_Material for the task_.
____________________

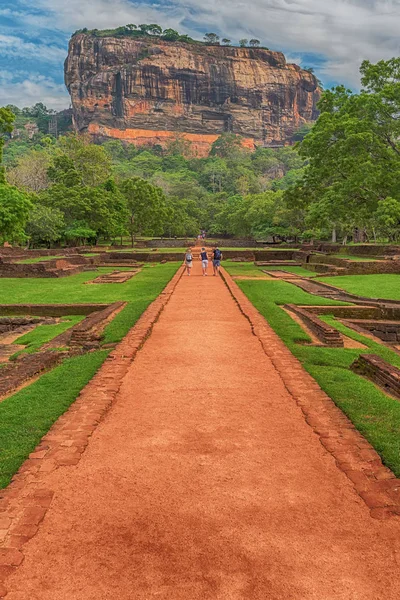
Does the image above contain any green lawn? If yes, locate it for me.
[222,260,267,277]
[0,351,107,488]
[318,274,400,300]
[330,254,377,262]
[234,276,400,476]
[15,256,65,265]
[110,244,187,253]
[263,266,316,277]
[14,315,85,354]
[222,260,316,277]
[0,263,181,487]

____________________

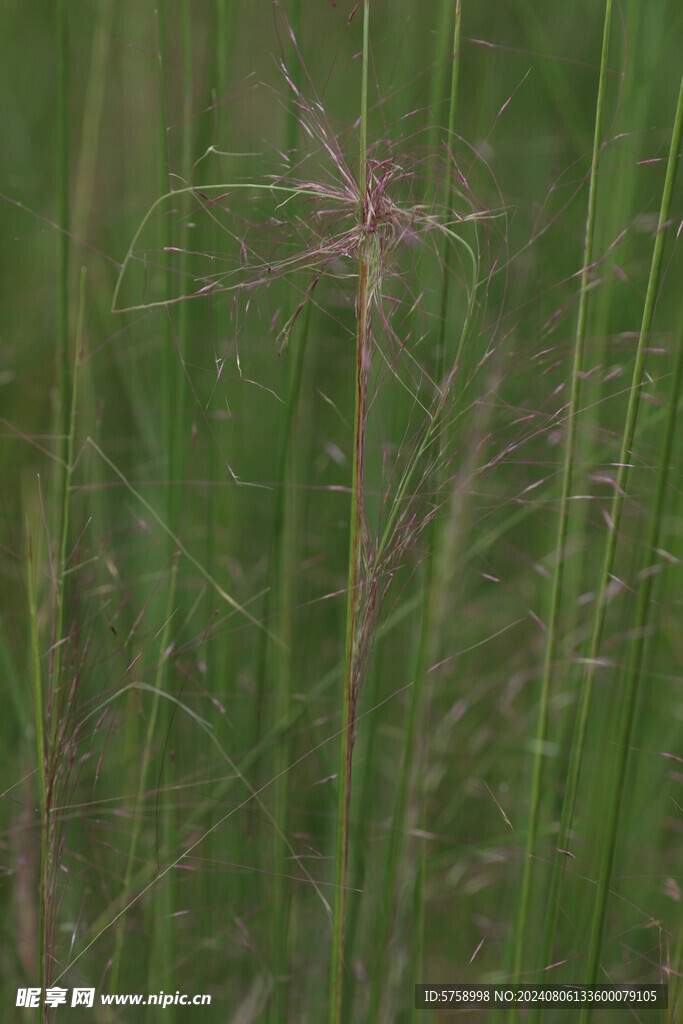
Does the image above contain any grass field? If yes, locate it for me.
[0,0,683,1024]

____________________

_Given task_. Copy the rows exactly as they stand, from the line with "Does the image above contain any green" through the line with "[0,263,181,487]", both of those lines included.

_Correct response_.
Does the image above contain any green lawn? If yes, locate it for me.
[222,260,267,277]
[0,351,107,488]
[318,274,400,300]
[330,254,377,262]
[234,276,400,476]
[15,256,65,265]
[110,244,187,253]
[263,266,316,277]
[14,315,85,354]
[222,260,316,277]
[0,263,181,487]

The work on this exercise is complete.